Set down exactly the lines of the listing below that begin at the one containing "Could you kindly segment every instance of the rope coil?" and end at the last line, both included.

--- START ---

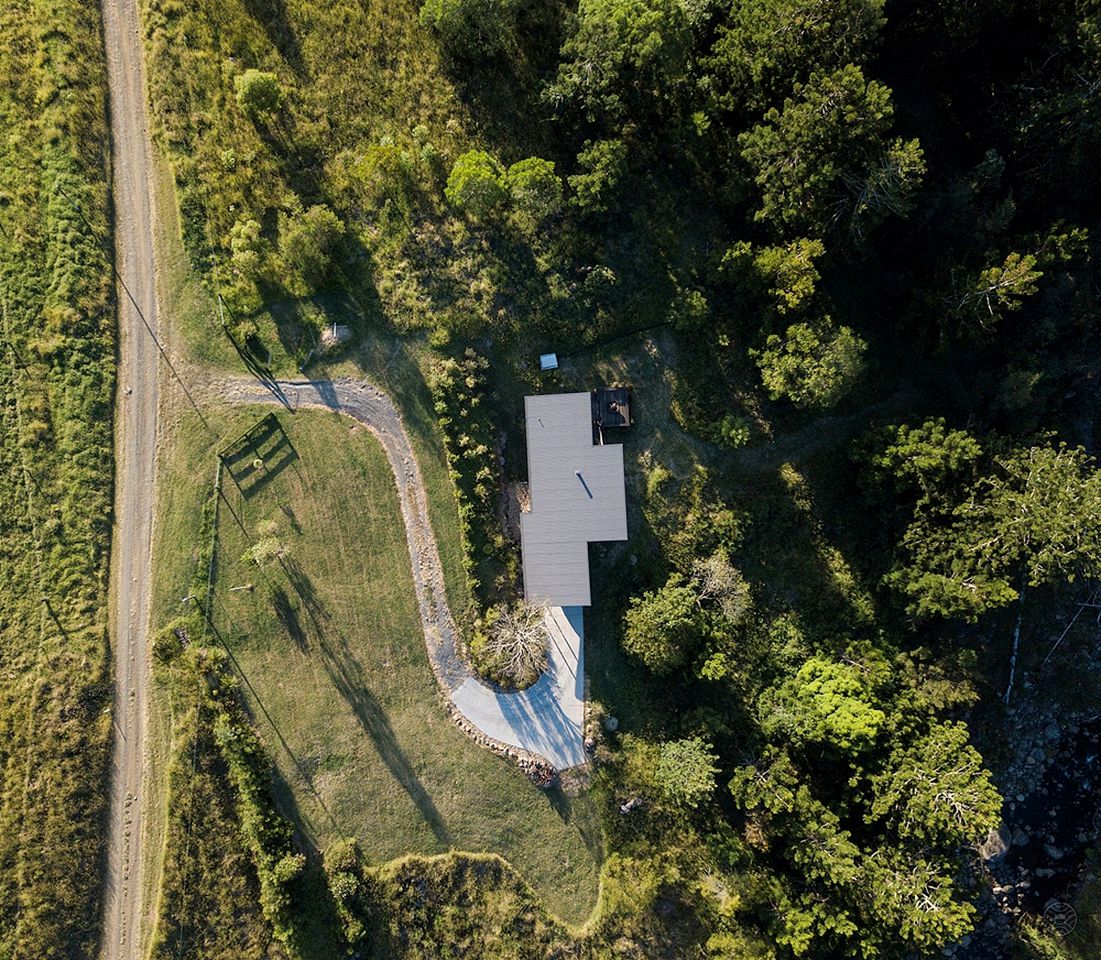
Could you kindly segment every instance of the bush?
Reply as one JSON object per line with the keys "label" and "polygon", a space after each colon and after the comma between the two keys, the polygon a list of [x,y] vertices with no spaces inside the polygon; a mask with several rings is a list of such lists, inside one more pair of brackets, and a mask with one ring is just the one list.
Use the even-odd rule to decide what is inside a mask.
{"label": "bush", "polygon": [[184,640],[189,636],[192,622],[186,617],[177,617],[157,631],[153,637],[153,656],[160,663],[171,663],[182,652]]}
{"label": "bush", "polygon": [[250,120],[273,116],[283,105],[283,88],[274,73],[248,69],[233,78],[237,105]]}
{"label": "bush", "polygon": [[476,219],[490,216],[505,200],[505,169],[484,150],[469,150],[451,168],[444,195]]}
{"label": "bush", "polygon": [[354,838],[337,840],[325,851],[325,875],[336,902],[344,939],[353,949],[367,937],[364,916],[373,888],[363,863],[363,853]]}

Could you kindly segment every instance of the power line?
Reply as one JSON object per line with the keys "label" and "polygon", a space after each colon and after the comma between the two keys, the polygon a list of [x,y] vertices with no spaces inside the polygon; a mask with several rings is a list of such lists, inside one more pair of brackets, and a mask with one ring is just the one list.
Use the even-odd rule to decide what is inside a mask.
{"label": "power line", "polygon": [[[60,180],[55,181],[54,186],[57,187],[57,192],[65,198],[69,206],[71,206],[73,210],[76,211],[76,215],[80,217],[84,225],[91,232],[92,236],[95,237],[96,240],[99,242],[101,252],[103,252],[102,247],[106,245],[106,237],[99,234],[92,222],[84,215],[84,211],[80,209],[80,205],[65,192],[65,188],[61,186]],[[172,360],[169,358],[167,351],[164,349],[160,340],[158,339],[156,332],[153,330],[153,327],[150,325],[149,321],[146,319],[145,314],[142,312],[141,307],[138,305],[138,301],[134,298],[133,293],[130,292],[130,288],[126,285],[126,281],[122,278],[122,273],[119,271],[118,265],[115,263],[114,258],[109,258],[105,252],[103,252],[103,257],[105,260],[108,260],[108,265],[111,268],[111,272],[115,275],[115,279],[118,281],[119,286],[122,287],[122,289],[126,292],[126,297],[130,301],[131,306],[133,306],[134,312],[137,313],[138,317],[141,318],[142,325],[145,327],[146,332],[149,334],[153,343],[157,345],[157,350],[160,352],[161,358],[168,365],[168,369],[172,371],[172,376],[176,378],[176,382],[180,385],[180,389],[183,390],[184,395],[187,397],[188,402],[194,408],[195,413],[198,414],[199,419],[203,423],[203,426],[206,427],[207,432],[210,433],[211,436],[217,436],[214,428],[211,427],[206,417],[203,416],[203,412],[199,409],[199,405],[195,402],[195,398],[191,396],[191,391],[187,389],[187,384],[183,382],[183,379],[177,372],[176,367],[173,365]]]}

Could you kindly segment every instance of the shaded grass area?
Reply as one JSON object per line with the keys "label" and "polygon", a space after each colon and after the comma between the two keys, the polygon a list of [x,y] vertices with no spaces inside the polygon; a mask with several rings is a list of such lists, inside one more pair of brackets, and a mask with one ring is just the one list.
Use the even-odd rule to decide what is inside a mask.
{"label": "shaded grass area", "polygon": [[0,3],[0,956],[92,957],[115,332],[98,9]]}
{"label": "shaded grass area", "polygon": [[[215,607],[281,805],[316,846],[355,836],[374,862],[500,853],[552,912],[580,921],[601,856],[591,802],[544,794],[447,719],[381,448],[334,414],[285,429],[286,469],[247,495],[227,485]],[[242,555],[271,521],[286,557],[261,572]]]}

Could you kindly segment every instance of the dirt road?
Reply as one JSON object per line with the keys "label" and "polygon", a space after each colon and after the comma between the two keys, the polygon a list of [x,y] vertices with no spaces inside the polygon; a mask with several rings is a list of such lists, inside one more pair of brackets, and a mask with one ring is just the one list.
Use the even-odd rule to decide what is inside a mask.
{"label": "dirt road", "polygon": [[157,449],[157,328],[152,148],[137,0],[103,0],[114,164],[120,363],[115,432],[111,622],[114,754],[105,877],[104,960],[138,960],[142,920],[142,773],[149,686],[149,595]]}

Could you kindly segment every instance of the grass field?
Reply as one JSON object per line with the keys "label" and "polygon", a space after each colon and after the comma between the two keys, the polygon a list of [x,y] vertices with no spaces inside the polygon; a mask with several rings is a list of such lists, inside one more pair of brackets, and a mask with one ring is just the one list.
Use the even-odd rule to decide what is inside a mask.
{"label": "grass field", "polygon": [[[238,219],[259,217],[270,233],[275,211],[294,195],[306,204],[327,203],[345,217],[348,242],[324,291],[295,297],[265,290],[264,305],[249,319],[269,354],[268,369],[277,376],[298,375],[303,332],[334,320],[356,331],[355,345],[343,359],[314,362],[308,375],[366,375],[394,397],[417,452],[449,600],[459,615],[470,594],[418,331],[458,329],[468,320],[482,329],[497,324],[500,304],[485,291],[500,272],[499,258],[512,254],[503,248],[487,252],[484,238],[440,209],[439,188],[457,153],[503,133],[494,118],[512,115],[519,121],[510,123],[500,140],[510,141],[510,150],[518,143],[528,152],[542,147],[539,125],[525,127],[525,111],[509,102],[519,85],[502,77],[480,78],[480,92],[498,91],[492,103],[462,89],[434,38],[417,23],[416,6],[374,0],[323,7],[298,0],[143,4],[157,136],[173,181],[162,185],[162,198],[180,209],[179,220],[162,238],[177,352],[208,369],[243,369],[208,292],[218,283],[232,283],[217,264],[225,266],[229,232]],[[552,7],[558,9],[532,5],[544,12]],[[556,49],[557,38],[547,36],[548,49]],[[233,74],[245,66],[278,73],[288,92],[285,128],[283,120],[278,129],[266,131],[241,121]],[[358,167],[348,180],[349,164],[364,156],[382,165],[411,163],[409,189],[390,196],[383,196],[386,189],[373,193],[371,183],[391,182],[393,171],[383,166],[373,180]],[[529,279],[540,290],[546,286],[543,278]],[[537,305],[525,327],[545,326],[536,314],[548,291],[537,296],[534,287],[510,291],[509,297]],[[520,326],[518,318],[509,324]],[[237,413],[206,415],[221,436],[241,425]],[[329,429],[339,443],[331,442],[322,459],[307,463],[301,455],[295,466],[302,476],[288,467],[251,498],[245,520],[254,532],[250,524],[275,515],[291,541],[291,556],[317,595],[317,611],[326,616],[317,613],[315,623],[289,584],[279,587],[287,598],[287,603],[279,600],[284,623],[270,591],[263,599],[259,590],[228,593],[240,585],[238,573],[244,571],[235,566],[244,542],[233,540],[240,531],[226,526],[232,518],[222,518],[218,615],[235,622],[232,633],[242,638],[239,660],[289,747],[253,701],[279,766],[277,792],[322,845],[353,833],[375,862],[452,846],[496,851],[552,911],[580,920],[595,900],[602,856],[592,801],[556,798],[555,805],[548,804],[514,770],[473,747],[446,721],[417,628],[392,485],[388,478],[378,479],[377,503],[356,501],[359,513],[351,510],[343,490],[347,477],[373,474],[362,462],[369,455],[358,446],[351,449],[366,441],[351,435],[350,425],[337,423]],[[160,622],[177,612],[186,592],[175,585],[189,582],[185,568],[210,482],[209,470],[199,464],[213,462],[209,438],[186,413],[186,404],[172,429],[178,432],[163,474],[171,489],[162,487],[159,513]],[[288,424],[302,453],[310,440],[298,437],[297,429]],[[376,467],[385,474],[381,460]],[[367,479],[361,482],[369,486]],[[284,489],[291,484],[300,487]],[[388,515],[383,502],[390,504]],[[280,509],[284,504],[303,534],[294,532]],[[347,530],[356,524],[370,531],[351,537]],[[307,542],[314,530],[335,532]],[[389,540],[383,535],[387,530]],[[383,564],[387,549],[402,555],[389,567]],[[374,642],[378,638],[384,642]]]}
{"label": "grass field", "polygon": [[[286,465],[245,493],[226,481],[215,606],[281,806],[317,846],[355,836],[373,862],[500,853],[553,913],[582,920],[600,863],[591,803],[545,794],[447,719],[381,447],[336,414],[282,421]],[[270,521],[287,556],[261,572],[241,558]]]}
{"label": "grass field", "polygon": [[0,956],[90,958],[115,336],[98,8],[0,2]]}

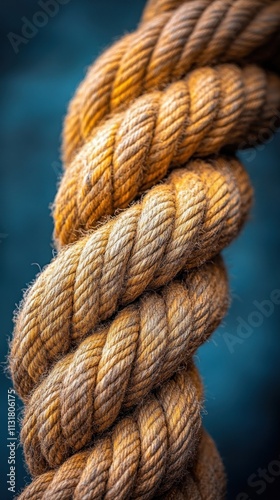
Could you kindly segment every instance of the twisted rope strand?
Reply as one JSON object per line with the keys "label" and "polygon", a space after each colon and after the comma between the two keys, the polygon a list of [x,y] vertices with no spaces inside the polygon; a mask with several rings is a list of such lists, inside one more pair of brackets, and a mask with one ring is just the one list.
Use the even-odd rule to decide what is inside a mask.
{"label": "twisted rope strand", "polygon": [[[202,388],[194,368],[179,371],[91,449],[38,476],[24,499],[152,498],[192,462],[201,430]],[[37,447],[29,466],[40,469]]]}
{"label": "twisted rope strand", "polygon": [[280,79],[254,66],[199,69],[163,93],[142,96],[97,130],[62,178],[54,206],[59,244],[126,208],[194,153],[245,145],[246,133],[255,144],[257,121],[271,134],[277,110]]}
{"label": "twisted rope strand", "polygon": [[[76,475],[77,473],[79,474],[80,470],[77,468],[77,462],[71,470],[71,475],[75,478],[74,481],[77,481]],[[67,476],[67,480],[69,481],[69,469]],[[54,471],[49,471],[34,479],[33,483],[20,496],[20,500],[47,500],[48,498],[50,500],[49,488],[54,477],[55,481],[58,482],[58,475],[56,474],[55,476]],[[64,477],[65,474],[63,474],[63,481]],[[62,497],[63,500],[67,498],[65,496],[66,488],[67,486],[64,487],[61,493],[64,495]],[[184,477],[180,484],[177,483],[166,493],[157,495],[156,498],[160,500],[205,500],[205,498],[207,500],[217,500],[223,498],[224,493],[225,477],[223,465],[214,442],[204,431],[199,443],[196,463],[188,472],[187,477]],[[71,493],[68,498],[71,498]]]}
{"label": "twisted rope strand", "polygon": [[[147,0],[142,12],[141,22],[150,21],[153,17],[159,16],[163,12],[170,12],[177,9],[186,0]],[[187,0],[193,1],[193,0]],[[210,2],[211,0],[209,0]]]}
{"label": "twisted rope strand", "polygon": [[32,470],[42,461],[28,458],[32,449],[41,448],[51,467],[61,465],[111,426],[121,408],[135,406],[167,380],[218,326],[227,303],[218,259],[146,294],[63,357],[26,407],[21,440]]}
{"label": "twisted rope strand", "polygon": [[[79,474],[80,471],[80,468],[78,469],[77,465],[78,463],[81,464],[81,461],[76,459],[74,460],[76,463],[73,464],[71,476],[74,476],[74,481],[77,481],[76,474]],[[71,464],[68,462],[67,465],[67,480],[69,481],[69,469]],[[63,476],[64,481],[65,474],[61,474],[61,476]],[[35,479],[28,488],[26,488],[21,495],[20,500],[51,499],[49,495],[49,488],[54,478],[55,481],[58,482],[58,474],[55,475],[54,471],[42,474]],[[63,483],[63,486],[64,484],[65,483]],[[210,488],[209,485],[211,485]],[[66,489],[68,489],[68,492],[69,489],[71,489],[71,486],[70,488],[67,488],[67,486],[64,486],[62,492],[59,492],[60,495],[64,496],[56,498],[63,498],[63,500],[65,500]],[[223,498],[224,491],[225,480],[223,465],[213,441],[204,431],[199,444],[196,463],[189,471],[187,478],[184,478],[181,484],[176,484],[175,487],[168,490],[165,494],[157,495],[157,498],[161,500],[204,500],[205,498],[207,498],[207,500],[217,500],[218,498]],[[71,493],[68,498],[71,498]]]}
{"label": "twisted rope strand", "polygon": [[247,174],[234,158],[197,160],[60,252],[29,290],[17,318],[11,368],[21,397],[119,304],[197,267],[232,241],[251,195]]}
{"label": "twisted rope strand", "polygon": [[186,477],[159,500],[217,500],[225,497],[225,476],[221,458],[210,436],[203,431],[196,463]]}
{"label": "twisted rope strand", "polygon": [[[163,5],[163,13],[118,41],[90,68],[66,117],[66,164],[100,121],[142,93],[181,79],[194,66],[256,57],[280,29],[279,1],[177,3],[169,13]],[[267,59],[262,51],[258,59],[262,55]]]}

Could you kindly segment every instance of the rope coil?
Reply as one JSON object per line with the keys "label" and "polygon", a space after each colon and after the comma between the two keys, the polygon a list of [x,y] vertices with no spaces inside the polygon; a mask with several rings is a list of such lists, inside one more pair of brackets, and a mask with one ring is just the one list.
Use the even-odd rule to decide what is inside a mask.
{"label": "rope coil", "polygon": [[[170,166],[273,130],[280,79],[248,66],[203,68],[164,92],[145,94],[97,129],[63,176],[54,206],[60,245],[126,208]],[[238,125],[238,126],[237,126]],[[245,139],[246,145],[246,139]]]}
{"label": "rope coil", "polygon": [[[21,432],[31,471],[44,472],[38,466],[43,457],[56,467],[72,450],[88,445],[93,434],[108,429],[122,408],[139,404],[214,331],[228,303],[222,262],[207,263],[182,279],[121,310],[110,326],[63,357],[34,391]],[[211,309],[209,296],[214,297]]]}
{"label": "rope coil", "polygon": [[[109,48],[80,85],[65,121],[66,165],[106,116],[193,66],[240,63],[261,51],[280,24],[279,1],[159,0],[149,12],[151,21]],[[261,56],[267,60],[269,51]]]}
{"label": "rope coil", "polygon": [[21,500],[222,500],[192,357],[226,312],[218,254],[252,201],[232,152],[279,123],[280,78],[251,64],[270,63],[279,27],[277,0],[150,0],[78,88],[59,252],[11,345]]}
{"label": "rope coil", "polygon": [[163,286],[230,243],[251,196],[247,174],[234,158],[196,160],[61,251],[29,290],[17,318],[11,363],[21,397],[28,398],[53,362],[119,304]]}

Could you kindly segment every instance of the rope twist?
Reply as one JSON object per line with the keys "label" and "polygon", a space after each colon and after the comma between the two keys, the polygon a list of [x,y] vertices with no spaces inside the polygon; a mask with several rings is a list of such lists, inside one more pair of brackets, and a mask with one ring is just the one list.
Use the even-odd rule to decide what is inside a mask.
{"label": "rope twist", "polygon": [[149,0],[79,86],[58,253],[11,344],[20,500],[224,497],[193,356],[226,313],[218,254],[252,202],[234,152],[279,125],[279,27],[278,0]]}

--- END ---

| Result |
Could you kindly segment every instance of the rope coil?
Reply as one JSON object per line with the keys "label" and "polygon", a space after each colon and after the comma between the two keys, the polygon a list of [x,y] vertices with no spaces inside the polygon; a mask with several rings is a list of such lists, inside one more pair of brackets, and a mask with one ring is just the one list.
Use the even-odd rule to decide what is inside a mask.
{"label": "rope coil", "polygon": [[[170,166],[273,130],[280,79],[248,66],[203,68],[164,92],[145,94],[97,129],[63,176],[54,206],[60,245],[126,208]],[[238,125],[238,126],[237,126]],[[245,139],[246,145],[246,139]]]}
{"label": "rope coil", "polygon": [[[21,432],[31,471],[44,472],[38,466],[43,457],[56,467],[72,450],[88,445],[93,434],[108,429],[122,408],[139,404],[214,331],[228,303],[222,262],[207,263],[182,279],[121,310],[110,326],[63,357],[34,391]],[[211,309],[209,296],[214,297]]]}
{"label": "rope coil", "polygon": [[[109,48],[80,85],[65,121],[66,165],[106,116],[193,66],[240,63],[261,51],[280,24],[279,1],[159,0],[149,12],[151,21]],[[261,56],[267,60],[269,51]]]}
{"label": "rope coil", "polygon": [[21,500],[222,500],[192,357],[226,312],[218,254],[252,201],[232,152],[279,123],[280,78],[251,64],[270,63],[279,27],[277,0],[150,0],[78,88],[59,252],[11,345]]}
{"label": "rope coil", "polygon": [[163,286],[230,243],[251,196],[247,174],[234,158],[196,160],[61,251],[29,290],[17,318],[11,363],[21,397],[28,398],[53,362],[119,304]]}

Could you kindly segment every instance of the rope twist?
Reply as one JSON object per line with the keys "label" and "polygon", a space after each colon and after the comma between the two keys, the polygon a list of [x,y] vertices with no spaces inside the polygon; a mask with several rings is a list of such lists, inside one more pair of brackets, and a mask with one ring is just the one list.
Use the even-odd rule to decide what is inside a mask.
{"label": "rope twist", "polygon": [[149,0],[79,86],[58,253],[11,344],[20,500],[224,497],[193,356],[226,313],[218,254],[252,202],[234,152],[279,125],[279,27],[278,0]]}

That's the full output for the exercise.